══ INPUT ══

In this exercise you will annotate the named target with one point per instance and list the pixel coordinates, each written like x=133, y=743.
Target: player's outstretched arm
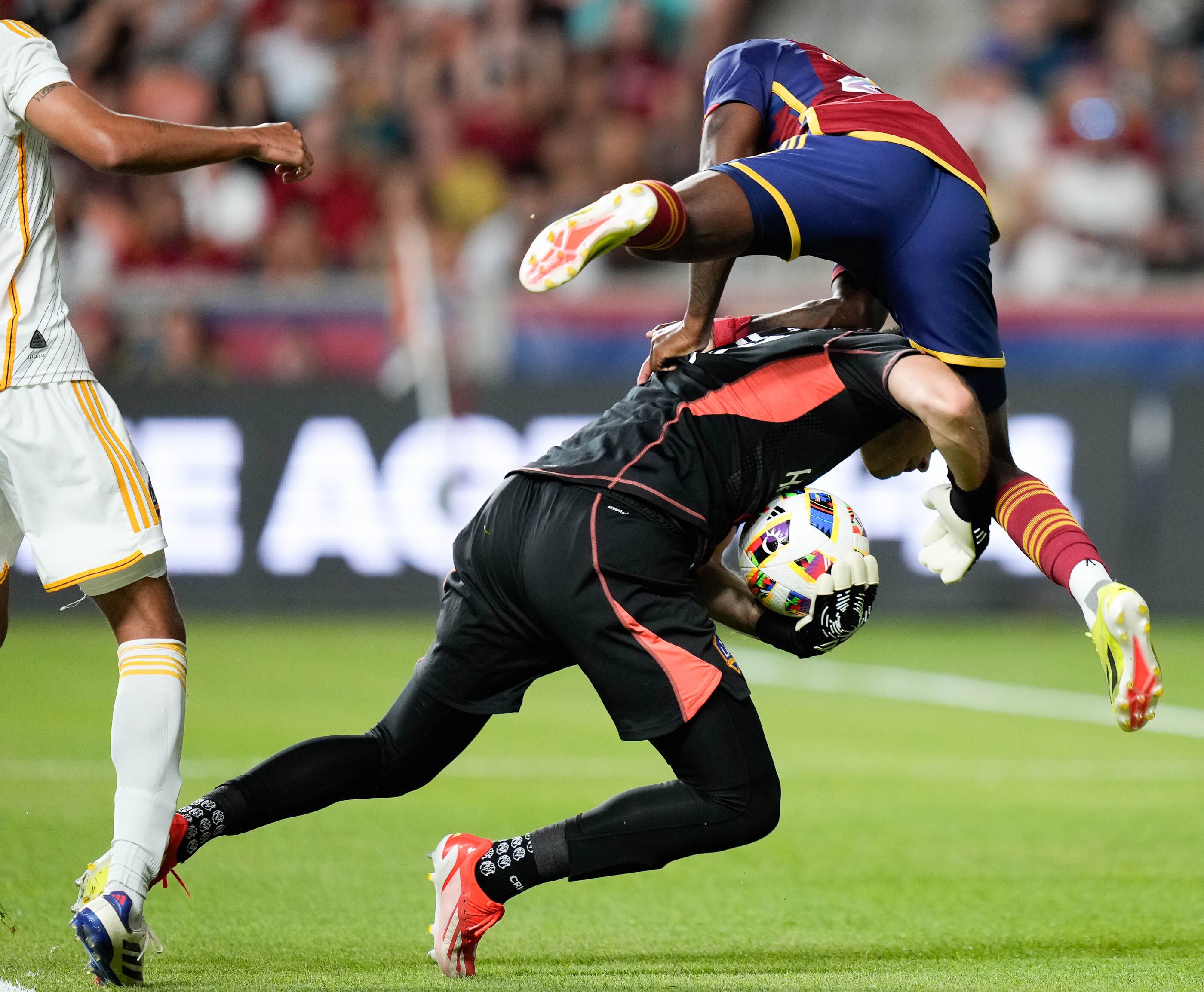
x=730, y=132
x=120, y=142
x=926, y=388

═══

**WHAT THE EXERCISE ASKS**
Copy the data above line for line, skipping every picture.

**RESULT**
In this exercise you will annotate the named target with one point per instance and list the pixel coordinates, each written like x=133, y=743.
Target: player's outstretched arm
x=730, y=132
x=120, y=142
x=926, y=388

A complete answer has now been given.